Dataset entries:
----------

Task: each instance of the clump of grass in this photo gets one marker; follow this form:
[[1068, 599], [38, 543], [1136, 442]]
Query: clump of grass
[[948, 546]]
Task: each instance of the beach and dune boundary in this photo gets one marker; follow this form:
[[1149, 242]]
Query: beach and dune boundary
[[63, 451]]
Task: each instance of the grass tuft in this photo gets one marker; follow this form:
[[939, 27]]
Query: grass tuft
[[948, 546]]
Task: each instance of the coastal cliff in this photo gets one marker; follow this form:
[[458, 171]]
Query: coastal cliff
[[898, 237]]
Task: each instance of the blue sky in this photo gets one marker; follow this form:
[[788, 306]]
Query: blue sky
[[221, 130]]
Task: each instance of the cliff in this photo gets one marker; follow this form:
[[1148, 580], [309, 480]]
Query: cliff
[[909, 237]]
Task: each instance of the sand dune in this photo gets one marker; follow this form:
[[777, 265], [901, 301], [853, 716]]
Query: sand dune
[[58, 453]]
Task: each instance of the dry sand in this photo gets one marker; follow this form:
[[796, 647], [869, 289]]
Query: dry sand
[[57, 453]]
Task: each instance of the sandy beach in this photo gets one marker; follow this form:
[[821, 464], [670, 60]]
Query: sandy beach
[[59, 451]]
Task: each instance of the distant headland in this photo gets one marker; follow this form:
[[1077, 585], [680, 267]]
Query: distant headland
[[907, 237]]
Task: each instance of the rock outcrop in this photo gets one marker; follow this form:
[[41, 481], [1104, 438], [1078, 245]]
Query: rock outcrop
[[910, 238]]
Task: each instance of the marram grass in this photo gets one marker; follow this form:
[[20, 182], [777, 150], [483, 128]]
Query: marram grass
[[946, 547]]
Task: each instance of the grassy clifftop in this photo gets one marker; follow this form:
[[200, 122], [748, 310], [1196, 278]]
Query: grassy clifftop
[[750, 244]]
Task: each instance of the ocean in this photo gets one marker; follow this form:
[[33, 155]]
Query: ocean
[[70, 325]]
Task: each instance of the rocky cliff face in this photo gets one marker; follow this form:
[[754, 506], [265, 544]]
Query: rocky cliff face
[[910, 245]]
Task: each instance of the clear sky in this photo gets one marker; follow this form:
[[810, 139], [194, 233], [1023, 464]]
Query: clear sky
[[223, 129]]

----------

- _ACTIVITY_: The expected output is an exact copy of all the records above.

- _ANSWER SPACE_:
Task: each instance of the clump of grass in this photo gets one marker; follow this form:
[[1068, 599], [38, 543], [1136, 442]]
Query: clump of grass
[[948, 546]]
Task: each instance of the beach and dune boundary in this photo gets one marker; follow this form:
[[1149, 242]]
Query: beach and dune boundary
[[63, 451]]
Task: each instance of the grass tuft in this photo gets one marker; follow this form:
[[939, 27]]
Query: grass tuft
[[948, 546]]
Task: each instance of the coastal cliff in this photo gets one marker; follow this form:
[[458, 171]]
Query: coastal cliff
[[898, 237]]
Task: each instance of the blue sky in this photo gets one marker; follow this form:
[[788, 306]]
Query: blue sky
[[221, 130]]
Task: each instance of the cliff in this photo gets one marker; follow this form:
[[1148, 580], [309, 480]]
Query: cliff
[[909, 237]]
Task: each instance of the sand dune in this photo gets one marker; follow this form:
[[777, 265], [901, 301], [853, 716]]
Query: sand dune
[[58, 453]]
Task: each instance of the dry sand in this photo gets one marker; follow this form:
[[796, 647], [869, 289]]
Query: dry sand
[[57, 453]]
Task: each instance of the sandy beach in this photo gets one marker; follow this form:
[[821, 464], [670, 60]]
Query: sandy beach
[[59, 451]]
Task: each instance of the distant headland in this photo gets one marker; follow this form:
[[1077, 585], [680, 267]]
Query: distant headland
[[907, 237]]
Task: each instance of the rock outcrop in this photo gets one marker; follow this form:
[[41, 481], [1104, 438], [1078, 245]]
Query: rock outcrop
[[910, 238]]
Task: each instance of the marram grass in this photo gets one marker; follow this form:
[[20, 182], [777, 150], [483, 128]]
Query: marram grass
[[946, 547]]
Task: each instance of the grassy clifftop in this photo gets one marker; follow this form:
[[200, 122], [748, 310], [1196, 278]]
Query: grassy clifftop
[[750, 244]]
Task: each instance of the ocean in this photo gets one marker; follow this form:
[[33, 155]]
Query: ocean
[[70, 325]]
Task: each instance of the rocky cliff face in this photo gets one marker; follow this form:
[[754, 506], [265, 544]]
Query: rocky cliff face
[[910, 245]]
Task: each instance of the clear sky in this photo gets one marker; follow this form:
[[810, 139], [194, 233], [1023, 464]]
Query: clear sky
[[223, 129]]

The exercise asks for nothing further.